Find every line in the records that contains the word "instance" and copy each of those lines.

'''

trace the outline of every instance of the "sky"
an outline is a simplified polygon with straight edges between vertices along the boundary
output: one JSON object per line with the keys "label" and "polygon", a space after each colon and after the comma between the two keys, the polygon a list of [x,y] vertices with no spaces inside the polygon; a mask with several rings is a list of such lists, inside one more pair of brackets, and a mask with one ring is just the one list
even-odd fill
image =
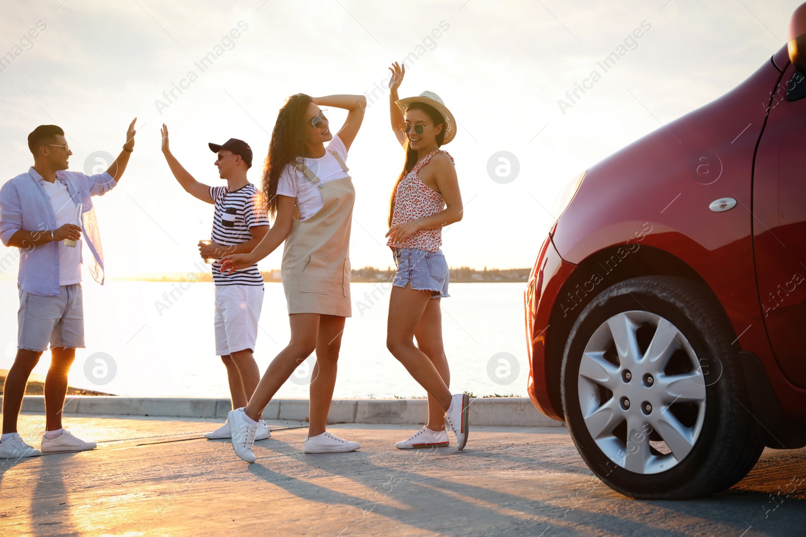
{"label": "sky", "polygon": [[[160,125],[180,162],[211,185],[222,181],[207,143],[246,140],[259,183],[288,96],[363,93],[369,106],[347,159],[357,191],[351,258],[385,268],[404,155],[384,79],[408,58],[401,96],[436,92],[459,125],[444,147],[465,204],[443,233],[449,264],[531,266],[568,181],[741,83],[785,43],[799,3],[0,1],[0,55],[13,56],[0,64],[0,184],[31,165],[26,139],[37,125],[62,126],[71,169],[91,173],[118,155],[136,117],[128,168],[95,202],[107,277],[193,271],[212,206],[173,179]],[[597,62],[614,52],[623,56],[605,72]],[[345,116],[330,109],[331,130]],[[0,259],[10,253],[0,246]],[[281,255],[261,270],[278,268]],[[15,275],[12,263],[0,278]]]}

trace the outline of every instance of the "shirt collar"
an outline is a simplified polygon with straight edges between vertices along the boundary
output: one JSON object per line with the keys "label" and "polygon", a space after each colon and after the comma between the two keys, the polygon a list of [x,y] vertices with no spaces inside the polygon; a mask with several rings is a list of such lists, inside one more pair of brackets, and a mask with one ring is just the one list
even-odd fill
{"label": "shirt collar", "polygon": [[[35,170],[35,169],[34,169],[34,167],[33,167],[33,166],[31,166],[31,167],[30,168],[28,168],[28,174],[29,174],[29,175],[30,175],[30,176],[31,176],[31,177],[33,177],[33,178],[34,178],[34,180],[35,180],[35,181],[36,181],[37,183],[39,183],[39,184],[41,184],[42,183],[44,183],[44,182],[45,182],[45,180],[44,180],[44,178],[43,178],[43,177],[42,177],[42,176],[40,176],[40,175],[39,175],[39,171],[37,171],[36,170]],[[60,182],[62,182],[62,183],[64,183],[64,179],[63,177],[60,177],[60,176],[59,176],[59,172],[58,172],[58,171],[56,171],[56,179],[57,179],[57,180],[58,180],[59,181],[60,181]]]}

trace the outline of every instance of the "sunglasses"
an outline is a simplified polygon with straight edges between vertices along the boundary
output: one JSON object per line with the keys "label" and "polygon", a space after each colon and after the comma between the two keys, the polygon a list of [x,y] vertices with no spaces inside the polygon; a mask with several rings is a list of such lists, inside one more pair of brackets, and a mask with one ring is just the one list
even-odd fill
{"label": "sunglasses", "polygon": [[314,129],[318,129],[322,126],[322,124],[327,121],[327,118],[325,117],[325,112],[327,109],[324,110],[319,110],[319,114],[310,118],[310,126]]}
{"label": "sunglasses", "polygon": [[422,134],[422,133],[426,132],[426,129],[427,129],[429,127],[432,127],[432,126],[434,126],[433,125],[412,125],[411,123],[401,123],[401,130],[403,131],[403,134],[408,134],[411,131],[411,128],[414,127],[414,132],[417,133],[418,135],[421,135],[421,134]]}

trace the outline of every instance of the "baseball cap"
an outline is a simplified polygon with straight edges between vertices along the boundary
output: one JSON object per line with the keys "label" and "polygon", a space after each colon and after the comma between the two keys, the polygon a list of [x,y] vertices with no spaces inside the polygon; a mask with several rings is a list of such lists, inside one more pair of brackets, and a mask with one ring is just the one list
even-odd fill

'''

* **SOLUTION BELOW**:
trace the outline of every instance of the "sky"
trace the outline of every instance of the "shirt collar"
trace the outline of every instance of the "sunglasses"
trace the outline of every instance of the "baseball cap"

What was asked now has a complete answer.